OBJECTIVE A
From the commentary on the BC Liberal leadership, transcribe the passage starting with "For the good" and going on through "for a moment.".
OBJECTIVE B
According to the commentary on the BC Liberal leadership, what are the likely issues next May?

SOURCE PASSAGE
================================

It is this question which should spur the Liberals into doing something about their leadership – or lack of it.

I simply cannot see how, short of a fluke, Christy Clark can lead her party to victory in May 2013.

Ms. Clark didn’t have a chance from the start. With but one MLA supporting here she had to pull off a miracle in order to start putting Humpty Dumpty together again. Ms Clark doesn’t have it within her to lead in a forceful way – the sad fact is that she simply is not a leader, period.

For the good of her party the premier should step aside. If the Liberals held a leadership convention, soon, the new leader could hardly do worse. Let’s leave that for a moment.

The issues next May are likely to be energy and the environment. The Northern Gateway proposition has become huge; the state of BC Hydro being forced to pay hugely inflated prices to private power companies is catching on; the issues around Natural gas, LNG and “fracking” will be much more focused.

================================

LISTED RECORDS

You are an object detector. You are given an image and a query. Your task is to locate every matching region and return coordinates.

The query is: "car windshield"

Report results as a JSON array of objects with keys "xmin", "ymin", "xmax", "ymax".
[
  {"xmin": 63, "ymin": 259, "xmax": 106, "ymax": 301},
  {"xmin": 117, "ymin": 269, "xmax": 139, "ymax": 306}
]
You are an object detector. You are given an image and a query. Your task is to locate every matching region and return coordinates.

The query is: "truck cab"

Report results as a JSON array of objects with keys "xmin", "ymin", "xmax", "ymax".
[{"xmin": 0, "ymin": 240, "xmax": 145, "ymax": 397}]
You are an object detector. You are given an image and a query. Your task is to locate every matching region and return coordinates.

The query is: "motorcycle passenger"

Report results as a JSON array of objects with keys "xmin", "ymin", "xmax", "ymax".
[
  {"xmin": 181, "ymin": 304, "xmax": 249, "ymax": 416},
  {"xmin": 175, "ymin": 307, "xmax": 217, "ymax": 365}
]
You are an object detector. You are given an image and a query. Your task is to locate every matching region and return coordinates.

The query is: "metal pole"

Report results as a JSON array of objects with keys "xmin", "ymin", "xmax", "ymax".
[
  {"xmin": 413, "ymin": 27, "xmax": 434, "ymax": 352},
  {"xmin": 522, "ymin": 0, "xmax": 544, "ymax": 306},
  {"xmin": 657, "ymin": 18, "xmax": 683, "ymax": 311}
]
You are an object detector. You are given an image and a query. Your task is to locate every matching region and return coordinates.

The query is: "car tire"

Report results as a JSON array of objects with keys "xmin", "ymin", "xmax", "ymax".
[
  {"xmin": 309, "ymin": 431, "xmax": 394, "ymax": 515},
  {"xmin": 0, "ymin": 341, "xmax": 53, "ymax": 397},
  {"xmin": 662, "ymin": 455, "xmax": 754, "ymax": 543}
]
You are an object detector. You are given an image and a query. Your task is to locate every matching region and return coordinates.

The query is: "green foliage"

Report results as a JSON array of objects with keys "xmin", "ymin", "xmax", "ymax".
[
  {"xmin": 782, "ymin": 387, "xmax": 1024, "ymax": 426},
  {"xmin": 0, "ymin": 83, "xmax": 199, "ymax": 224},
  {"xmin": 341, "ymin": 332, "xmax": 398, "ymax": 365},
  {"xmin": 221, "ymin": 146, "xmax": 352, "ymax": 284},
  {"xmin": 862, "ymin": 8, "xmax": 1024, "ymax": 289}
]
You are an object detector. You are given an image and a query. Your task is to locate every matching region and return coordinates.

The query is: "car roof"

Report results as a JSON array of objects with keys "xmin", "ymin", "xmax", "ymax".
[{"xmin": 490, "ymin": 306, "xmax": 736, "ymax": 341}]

================================

EXPECTED ANSWER A
For the good of her party the premier should step aside. If the Liberals held a leadership convention, soon, the new leader could hardly do worse. Let’s leave that for a moment.

EXPECTED ANSWER B
Energy and the environment.